__Source data__.

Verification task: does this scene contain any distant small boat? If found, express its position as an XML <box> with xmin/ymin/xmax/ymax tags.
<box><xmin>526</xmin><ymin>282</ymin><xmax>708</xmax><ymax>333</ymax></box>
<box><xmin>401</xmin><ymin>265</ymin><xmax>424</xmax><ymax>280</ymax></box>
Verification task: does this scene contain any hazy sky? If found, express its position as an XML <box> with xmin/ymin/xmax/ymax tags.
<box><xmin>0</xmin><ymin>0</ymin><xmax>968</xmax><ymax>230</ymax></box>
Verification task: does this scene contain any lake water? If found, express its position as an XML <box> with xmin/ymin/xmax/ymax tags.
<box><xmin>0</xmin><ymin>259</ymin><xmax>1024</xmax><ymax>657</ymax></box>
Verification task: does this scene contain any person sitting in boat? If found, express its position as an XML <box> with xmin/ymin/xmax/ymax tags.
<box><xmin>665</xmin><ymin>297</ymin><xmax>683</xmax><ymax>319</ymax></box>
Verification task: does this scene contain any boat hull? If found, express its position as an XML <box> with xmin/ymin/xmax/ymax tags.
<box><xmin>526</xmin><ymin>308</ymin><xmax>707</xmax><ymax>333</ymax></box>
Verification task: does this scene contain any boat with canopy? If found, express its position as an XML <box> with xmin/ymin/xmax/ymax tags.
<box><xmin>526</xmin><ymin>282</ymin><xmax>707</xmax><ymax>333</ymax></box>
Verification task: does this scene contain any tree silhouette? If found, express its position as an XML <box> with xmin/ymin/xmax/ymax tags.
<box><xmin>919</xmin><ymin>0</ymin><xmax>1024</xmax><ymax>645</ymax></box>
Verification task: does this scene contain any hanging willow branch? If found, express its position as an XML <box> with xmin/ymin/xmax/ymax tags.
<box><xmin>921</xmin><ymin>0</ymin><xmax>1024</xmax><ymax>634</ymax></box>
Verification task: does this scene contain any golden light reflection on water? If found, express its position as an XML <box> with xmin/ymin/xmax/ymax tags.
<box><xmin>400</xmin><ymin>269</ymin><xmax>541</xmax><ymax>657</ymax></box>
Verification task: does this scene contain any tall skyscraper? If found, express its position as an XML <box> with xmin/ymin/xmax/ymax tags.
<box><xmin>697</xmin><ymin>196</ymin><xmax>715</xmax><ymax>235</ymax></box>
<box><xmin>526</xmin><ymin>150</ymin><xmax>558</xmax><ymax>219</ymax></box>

__Do this__. Copy the material above without any change, starting at the line that contains "Verification task: does this scene contain any tall" and continuing through the final line.

__Problem solution__.
Verification task: does this scene contain any tall skyscraper? If found, express its position as an XML <box> with xmin/ymin/xmax/ymax tags.
<box><xmin>697</xmin><ymin>196</ymin><xmax>715</xmax><ymax>235</ymax></box>
<box><xmin>526</xmin><ymin>150</ymin><xmax>558</xmax><ymax>219</ymax></box>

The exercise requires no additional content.